## Text segment
========

Thursday, 11 November 2010

A Day At The Demo: Students Will Need A Resit

I presume he had a hammer because he was planning on doing some manual work in London yesterday afternoon?

Keir watched events in London yesterday closely. From Trafalgar Square right down to Millbank Tower, with a few stop-offs and diversions in between, he cast his beady eye over the protest which started with so much potential and ended in utter disorganised chaos.

The nation seems to have graded the protest as a fail. Keir agrees.

The NUS has tried to distance itself from the unlawful acts of some of the protesters. Indeed, the speeches by UCU General Secretary Sally Hunt and NUS President Aaron Porter were very good and had a clear, non-violent, non-partisan message. These were, however, rare instances when the message was clear.

Keir was at Trafalgar Square at 11:30am and the crowd that had amassed the length of Whitehall by 12:30pm was impressive. A feeling of the seemingly boundless potential of this demo suddenly descended over this observer. That feeling was very quickly extinguished. The futility of tens of thousands of people, when poorly organised, became very apparent.

The message of this demo was to fight increases in tuition fees. It was only 1pm when I began hearing "Nick's a prick" chants as well as some particularly vulgar chants about Tories. Now, I despise both Clegg and the Conservatives, but on a march intended to halt tuition fee increases this sort of nasty partisan chanting is totally ineffectual; even counter-productive. Party politics was not the issue here. Students should have been trying to make the people in power hear them and listen to their argument. Calling them a "prick" probably isn't going to do that.

"Surely these people have been briefed?" Keir wondered. Turns out they hadn't. Sources close to Keir confirmed that the NUS had given no sort of briefing to University Union branches as to what the focus of this protest should have been. The NUS should have clearly briefed all Students' Union heads from every participating University that this march was about tuition fee increases and nothing else. Each of these people should have then gone back to their campuses and relayed this message to all of their attendees. With energy focused on one explicit issue the message would have been much clearer to the onlooking nation and would have also presented the students in an organised, powerful light. As it happened, "Fuck Off Tories" chants and placards suggesting Nick Clegg and David Cameron have engaged in penetrative homosexual activities with each other made even me, a student, think, "bloody students".

========

## Stored rows
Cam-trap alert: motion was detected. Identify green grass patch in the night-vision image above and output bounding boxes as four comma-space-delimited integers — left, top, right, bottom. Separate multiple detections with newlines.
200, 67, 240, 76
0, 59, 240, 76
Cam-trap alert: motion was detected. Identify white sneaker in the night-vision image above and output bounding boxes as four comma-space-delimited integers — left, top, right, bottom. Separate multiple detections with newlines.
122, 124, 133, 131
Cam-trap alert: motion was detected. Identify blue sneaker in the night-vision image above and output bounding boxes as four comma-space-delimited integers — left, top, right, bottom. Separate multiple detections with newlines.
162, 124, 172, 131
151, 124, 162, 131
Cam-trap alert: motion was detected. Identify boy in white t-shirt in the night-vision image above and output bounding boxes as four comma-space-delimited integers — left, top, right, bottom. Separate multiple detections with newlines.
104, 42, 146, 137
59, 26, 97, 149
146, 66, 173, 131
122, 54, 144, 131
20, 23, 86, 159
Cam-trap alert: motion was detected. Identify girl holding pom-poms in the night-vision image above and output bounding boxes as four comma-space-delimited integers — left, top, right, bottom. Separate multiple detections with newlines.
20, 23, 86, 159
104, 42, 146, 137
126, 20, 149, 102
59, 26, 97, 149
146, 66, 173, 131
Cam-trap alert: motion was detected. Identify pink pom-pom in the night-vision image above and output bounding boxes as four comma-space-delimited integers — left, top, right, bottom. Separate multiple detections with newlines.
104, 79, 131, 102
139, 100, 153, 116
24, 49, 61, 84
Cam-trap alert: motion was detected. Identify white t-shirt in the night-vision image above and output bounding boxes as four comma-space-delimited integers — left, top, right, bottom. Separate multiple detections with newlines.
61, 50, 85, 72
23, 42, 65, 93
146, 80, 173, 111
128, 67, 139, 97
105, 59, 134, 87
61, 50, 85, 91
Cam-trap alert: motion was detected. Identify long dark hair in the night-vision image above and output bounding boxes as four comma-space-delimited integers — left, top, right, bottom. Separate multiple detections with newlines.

========

## Required work
A - In the blog post about the student tuition fee protest, who gave the speeches that the post calls very good?
B - Transcribe the part of the blog post about the student tuition fee protest starting at "I presume he" and ending at "fail. Keir agrees.".

## Outputs for the tasks
A - UCU General Secretary Sally Hunt and NUS President Aaron Porter.

B -
I presume he had a hammer because he was planning on doing some manual work in London yesterday afternoon?

Keir watched events in London yesterday closely. From Trafalgar Square right down to Millbank Tower, with a few stop-offs and diversions in between, he cast his beady eye over the protest which started with so much potential and ended in utter disorganised chaos.

The nation seems to have graded the protest as a fail. Keir agrees.